*Requirements*.
Begin at the line below that contains "Locate every instance of the knuckle". Repeat it and all remaining lines of the records exactly.

**** Working data

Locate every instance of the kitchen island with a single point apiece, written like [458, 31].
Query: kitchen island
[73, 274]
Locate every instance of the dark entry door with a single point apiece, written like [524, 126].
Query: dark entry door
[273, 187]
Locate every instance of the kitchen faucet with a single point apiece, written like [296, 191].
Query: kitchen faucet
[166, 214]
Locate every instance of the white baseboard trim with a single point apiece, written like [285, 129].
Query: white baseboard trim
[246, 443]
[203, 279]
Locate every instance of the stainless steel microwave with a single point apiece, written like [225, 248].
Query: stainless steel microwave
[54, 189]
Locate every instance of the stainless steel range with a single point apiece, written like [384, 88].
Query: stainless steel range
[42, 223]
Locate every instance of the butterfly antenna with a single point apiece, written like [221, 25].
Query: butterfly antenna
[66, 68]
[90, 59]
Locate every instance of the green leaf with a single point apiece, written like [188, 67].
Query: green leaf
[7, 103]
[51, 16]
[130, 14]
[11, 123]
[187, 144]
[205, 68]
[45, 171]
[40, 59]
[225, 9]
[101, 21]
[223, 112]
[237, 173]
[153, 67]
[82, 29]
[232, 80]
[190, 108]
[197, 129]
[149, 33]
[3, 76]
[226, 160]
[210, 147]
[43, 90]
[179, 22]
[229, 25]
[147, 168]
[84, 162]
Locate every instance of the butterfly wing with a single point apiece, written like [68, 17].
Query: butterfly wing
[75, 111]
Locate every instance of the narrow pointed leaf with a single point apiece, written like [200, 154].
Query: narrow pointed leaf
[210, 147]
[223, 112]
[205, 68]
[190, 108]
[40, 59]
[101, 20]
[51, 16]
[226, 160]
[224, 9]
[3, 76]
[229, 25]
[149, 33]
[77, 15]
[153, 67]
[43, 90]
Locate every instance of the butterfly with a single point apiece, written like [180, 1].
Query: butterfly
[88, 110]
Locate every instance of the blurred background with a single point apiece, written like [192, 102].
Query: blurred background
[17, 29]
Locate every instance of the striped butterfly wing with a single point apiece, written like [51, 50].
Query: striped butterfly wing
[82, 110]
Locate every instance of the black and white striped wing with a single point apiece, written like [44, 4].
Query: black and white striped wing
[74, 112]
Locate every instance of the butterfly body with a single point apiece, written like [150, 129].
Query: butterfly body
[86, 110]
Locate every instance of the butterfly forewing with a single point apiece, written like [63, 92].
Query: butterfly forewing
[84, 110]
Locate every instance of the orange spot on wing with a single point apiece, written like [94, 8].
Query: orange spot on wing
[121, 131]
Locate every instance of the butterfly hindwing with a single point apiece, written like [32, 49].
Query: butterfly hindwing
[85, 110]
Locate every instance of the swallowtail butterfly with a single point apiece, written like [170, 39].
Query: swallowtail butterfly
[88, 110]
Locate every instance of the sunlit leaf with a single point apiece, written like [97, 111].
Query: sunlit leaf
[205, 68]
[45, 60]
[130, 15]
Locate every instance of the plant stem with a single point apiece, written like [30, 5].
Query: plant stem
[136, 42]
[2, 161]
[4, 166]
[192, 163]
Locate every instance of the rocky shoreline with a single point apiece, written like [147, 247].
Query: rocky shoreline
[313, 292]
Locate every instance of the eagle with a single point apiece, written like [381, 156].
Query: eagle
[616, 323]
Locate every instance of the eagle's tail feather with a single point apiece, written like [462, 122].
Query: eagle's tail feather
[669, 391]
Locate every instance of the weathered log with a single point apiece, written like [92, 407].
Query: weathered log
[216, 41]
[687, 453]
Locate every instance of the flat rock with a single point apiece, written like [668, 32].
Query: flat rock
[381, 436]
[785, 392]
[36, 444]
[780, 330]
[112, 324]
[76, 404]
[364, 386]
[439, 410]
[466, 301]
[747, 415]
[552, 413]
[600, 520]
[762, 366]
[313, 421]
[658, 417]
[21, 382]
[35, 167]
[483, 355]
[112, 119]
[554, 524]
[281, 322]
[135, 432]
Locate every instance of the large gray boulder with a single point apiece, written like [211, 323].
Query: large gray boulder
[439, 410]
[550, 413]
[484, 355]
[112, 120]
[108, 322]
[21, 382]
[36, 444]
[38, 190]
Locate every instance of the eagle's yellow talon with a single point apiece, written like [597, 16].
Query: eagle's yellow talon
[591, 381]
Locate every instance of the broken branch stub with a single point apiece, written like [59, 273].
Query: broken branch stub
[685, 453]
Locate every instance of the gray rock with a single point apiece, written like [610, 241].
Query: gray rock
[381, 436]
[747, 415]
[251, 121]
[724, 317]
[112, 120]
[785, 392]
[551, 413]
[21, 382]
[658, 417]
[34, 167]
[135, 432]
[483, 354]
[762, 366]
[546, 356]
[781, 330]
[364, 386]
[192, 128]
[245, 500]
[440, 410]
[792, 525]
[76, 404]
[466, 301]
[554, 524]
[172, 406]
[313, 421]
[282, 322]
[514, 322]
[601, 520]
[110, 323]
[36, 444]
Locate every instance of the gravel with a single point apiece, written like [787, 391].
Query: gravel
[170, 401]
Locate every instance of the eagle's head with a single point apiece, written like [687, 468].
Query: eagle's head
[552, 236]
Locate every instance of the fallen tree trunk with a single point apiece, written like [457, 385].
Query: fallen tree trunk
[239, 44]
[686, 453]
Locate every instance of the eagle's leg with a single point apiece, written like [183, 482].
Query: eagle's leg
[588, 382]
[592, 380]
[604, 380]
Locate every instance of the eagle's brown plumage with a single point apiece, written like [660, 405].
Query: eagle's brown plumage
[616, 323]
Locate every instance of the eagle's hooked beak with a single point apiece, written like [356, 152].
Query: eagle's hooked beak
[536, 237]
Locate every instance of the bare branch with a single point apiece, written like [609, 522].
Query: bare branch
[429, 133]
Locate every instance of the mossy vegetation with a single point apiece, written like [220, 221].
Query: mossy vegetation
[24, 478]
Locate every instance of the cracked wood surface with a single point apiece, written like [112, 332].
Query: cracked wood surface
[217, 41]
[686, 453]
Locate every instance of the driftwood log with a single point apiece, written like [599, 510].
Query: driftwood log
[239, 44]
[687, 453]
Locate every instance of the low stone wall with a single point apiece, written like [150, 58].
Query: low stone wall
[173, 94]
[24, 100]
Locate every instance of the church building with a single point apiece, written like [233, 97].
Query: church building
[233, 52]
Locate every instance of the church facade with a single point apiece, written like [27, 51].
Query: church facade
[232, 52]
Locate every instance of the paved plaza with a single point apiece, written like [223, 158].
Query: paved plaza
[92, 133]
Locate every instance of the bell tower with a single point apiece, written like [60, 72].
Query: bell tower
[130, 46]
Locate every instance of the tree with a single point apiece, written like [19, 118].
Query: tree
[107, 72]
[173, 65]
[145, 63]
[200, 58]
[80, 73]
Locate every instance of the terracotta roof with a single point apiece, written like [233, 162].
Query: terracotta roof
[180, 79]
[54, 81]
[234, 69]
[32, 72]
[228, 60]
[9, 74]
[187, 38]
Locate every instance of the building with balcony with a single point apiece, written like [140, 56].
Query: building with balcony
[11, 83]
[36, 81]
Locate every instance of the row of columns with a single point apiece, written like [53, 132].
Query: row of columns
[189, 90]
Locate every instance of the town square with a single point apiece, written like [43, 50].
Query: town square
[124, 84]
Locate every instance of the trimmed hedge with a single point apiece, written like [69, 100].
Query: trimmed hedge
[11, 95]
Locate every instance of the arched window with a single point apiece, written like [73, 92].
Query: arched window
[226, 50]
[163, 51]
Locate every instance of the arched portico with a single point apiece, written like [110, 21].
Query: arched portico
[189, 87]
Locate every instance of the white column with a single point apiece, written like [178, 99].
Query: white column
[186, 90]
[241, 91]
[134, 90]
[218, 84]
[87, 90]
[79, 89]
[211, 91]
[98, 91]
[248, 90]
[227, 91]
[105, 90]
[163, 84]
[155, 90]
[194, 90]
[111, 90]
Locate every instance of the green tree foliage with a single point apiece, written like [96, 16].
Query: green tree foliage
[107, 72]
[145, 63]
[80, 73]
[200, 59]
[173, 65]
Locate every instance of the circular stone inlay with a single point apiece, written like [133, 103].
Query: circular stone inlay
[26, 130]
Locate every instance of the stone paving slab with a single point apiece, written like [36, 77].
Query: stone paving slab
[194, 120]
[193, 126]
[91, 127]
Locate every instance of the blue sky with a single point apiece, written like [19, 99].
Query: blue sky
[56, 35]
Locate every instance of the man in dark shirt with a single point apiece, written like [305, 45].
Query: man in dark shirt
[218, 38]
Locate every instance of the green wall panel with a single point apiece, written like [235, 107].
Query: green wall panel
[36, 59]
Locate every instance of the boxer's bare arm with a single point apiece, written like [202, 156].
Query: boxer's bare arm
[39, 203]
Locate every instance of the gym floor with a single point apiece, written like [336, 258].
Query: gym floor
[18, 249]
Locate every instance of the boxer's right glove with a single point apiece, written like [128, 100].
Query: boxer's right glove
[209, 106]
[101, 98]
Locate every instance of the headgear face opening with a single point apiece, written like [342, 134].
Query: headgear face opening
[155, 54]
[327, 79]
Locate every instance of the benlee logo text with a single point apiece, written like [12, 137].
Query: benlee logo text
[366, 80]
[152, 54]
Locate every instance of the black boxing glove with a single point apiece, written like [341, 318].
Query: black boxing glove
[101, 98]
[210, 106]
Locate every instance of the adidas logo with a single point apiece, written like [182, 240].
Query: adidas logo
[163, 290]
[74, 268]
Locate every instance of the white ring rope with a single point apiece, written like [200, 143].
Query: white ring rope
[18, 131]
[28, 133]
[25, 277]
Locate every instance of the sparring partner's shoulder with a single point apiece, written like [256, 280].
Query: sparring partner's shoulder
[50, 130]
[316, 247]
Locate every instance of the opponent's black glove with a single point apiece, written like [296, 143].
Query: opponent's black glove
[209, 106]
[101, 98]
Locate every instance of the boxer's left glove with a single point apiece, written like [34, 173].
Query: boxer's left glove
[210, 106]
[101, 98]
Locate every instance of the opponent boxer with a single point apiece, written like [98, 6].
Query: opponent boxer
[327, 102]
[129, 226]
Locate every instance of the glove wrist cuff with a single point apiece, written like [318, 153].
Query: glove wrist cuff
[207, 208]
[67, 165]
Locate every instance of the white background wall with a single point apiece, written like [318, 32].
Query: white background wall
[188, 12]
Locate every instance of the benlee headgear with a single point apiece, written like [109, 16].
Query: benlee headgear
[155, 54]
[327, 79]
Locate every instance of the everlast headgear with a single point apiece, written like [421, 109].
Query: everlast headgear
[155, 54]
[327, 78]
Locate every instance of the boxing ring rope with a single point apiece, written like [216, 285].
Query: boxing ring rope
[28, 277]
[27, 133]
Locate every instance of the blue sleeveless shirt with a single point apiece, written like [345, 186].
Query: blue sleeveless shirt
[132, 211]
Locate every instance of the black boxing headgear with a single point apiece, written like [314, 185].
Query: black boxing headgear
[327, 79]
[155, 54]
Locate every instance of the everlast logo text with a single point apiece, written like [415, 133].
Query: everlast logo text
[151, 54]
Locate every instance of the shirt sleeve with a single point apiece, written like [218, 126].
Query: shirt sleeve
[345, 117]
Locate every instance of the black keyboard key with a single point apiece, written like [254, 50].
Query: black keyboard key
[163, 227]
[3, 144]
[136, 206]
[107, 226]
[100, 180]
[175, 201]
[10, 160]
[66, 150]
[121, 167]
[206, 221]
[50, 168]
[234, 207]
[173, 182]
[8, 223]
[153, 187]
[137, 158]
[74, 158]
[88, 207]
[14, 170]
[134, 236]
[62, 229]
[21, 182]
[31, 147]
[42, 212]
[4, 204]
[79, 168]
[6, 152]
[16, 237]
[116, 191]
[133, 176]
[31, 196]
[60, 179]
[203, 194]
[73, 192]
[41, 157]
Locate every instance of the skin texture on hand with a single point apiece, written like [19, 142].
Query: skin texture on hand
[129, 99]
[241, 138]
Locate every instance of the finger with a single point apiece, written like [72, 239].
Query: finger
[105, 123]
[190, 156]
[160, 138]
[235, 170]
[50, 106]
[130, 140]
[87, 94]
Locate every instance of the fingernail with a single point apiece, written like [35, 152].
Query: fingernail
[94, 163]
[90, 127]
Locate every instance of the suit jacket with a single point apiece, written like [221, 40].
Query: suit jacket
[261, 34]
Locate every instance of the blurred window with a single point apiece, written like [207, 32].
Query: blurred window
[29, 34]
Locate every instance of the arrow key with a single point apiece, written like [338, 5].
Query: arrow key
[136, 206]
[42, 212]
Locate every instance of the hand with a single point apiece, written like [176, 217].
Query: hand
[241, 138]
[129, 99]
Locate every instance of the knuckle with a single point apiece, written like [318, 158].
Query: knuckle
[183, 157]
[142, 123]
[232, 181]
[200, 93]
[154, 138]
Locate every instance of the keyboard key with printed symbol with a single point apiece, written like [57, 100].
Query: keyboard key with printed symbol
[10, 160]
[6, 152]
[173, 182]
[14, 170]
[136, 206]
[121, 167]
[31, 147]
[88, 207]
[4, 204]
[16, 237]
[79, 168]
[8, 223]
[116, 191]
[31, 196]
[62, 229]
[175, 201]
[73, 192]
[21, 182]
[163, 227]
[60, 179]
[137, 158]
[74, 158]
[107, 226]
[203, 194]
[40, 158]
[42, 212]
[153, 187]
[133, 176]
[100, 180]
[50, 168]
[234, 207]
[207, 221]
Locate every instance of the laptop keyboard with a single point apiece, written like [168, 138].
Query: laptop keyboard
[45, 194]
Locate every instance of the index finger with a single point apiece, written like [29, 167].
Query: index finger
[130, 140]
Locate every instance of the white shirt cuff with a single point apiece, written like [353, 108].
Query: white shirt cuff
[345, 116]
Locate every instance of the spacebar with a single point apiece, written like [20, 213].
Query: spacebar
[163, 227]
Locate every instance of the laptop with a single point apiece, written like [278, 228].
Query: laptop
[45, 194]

********

*Solution for this problem*.
Locate every instance of the knuckle with a single point apiece, written like [318, 158].
Query: knuckle
[183, 157]
[142, 123]
[232, 181]
[200, 93]
[154, 138]
Locate every instance of the keyboard key with printed symbol with a single point apiece, written like [57, 100].
Query: keyboard key with printed symbol
[10, 160]
[6, 152]
[173, 182]
[14, 170]
[136, 206]
[121, 167]
[31, 147]
[88, 207]
[4, 204]
[16, 237]
[79, 168]
[8, 223]
[116, 191]
[31, 196]
[62, 229]
[175, 201]
[73, 192]
[21, 182]
[163, 227]
[60, 179]
[137, 158]
[74, 158]
[107, 226]
[203, 194]
[40, 158]
[42, 212]
[153, 187]
[133, 176]
[100, 180]
[50, 168]
[234, 207]
[207, 221]
Locate every instance of the laptop keyboard with a single point apiece, written like [168, 138].
Query: laptop keyboard
[45, 194]
Locate every instance of the index finger with a single point apiece, written like [29, 167].
Query: index finger
[130, 140]
Locate every instance of the white shirt cuff with a single point apiece, written like [353, 108].
Query: white shirt cuff
[345, 116]
Locate every instance of the spacebar with a single point apiece, written like [20, 213].
Query: spacebar
[163, 227]
Locate every instance of the laptop with a single point apiece, written like [278, 228].
Query: laptop
[45, 194]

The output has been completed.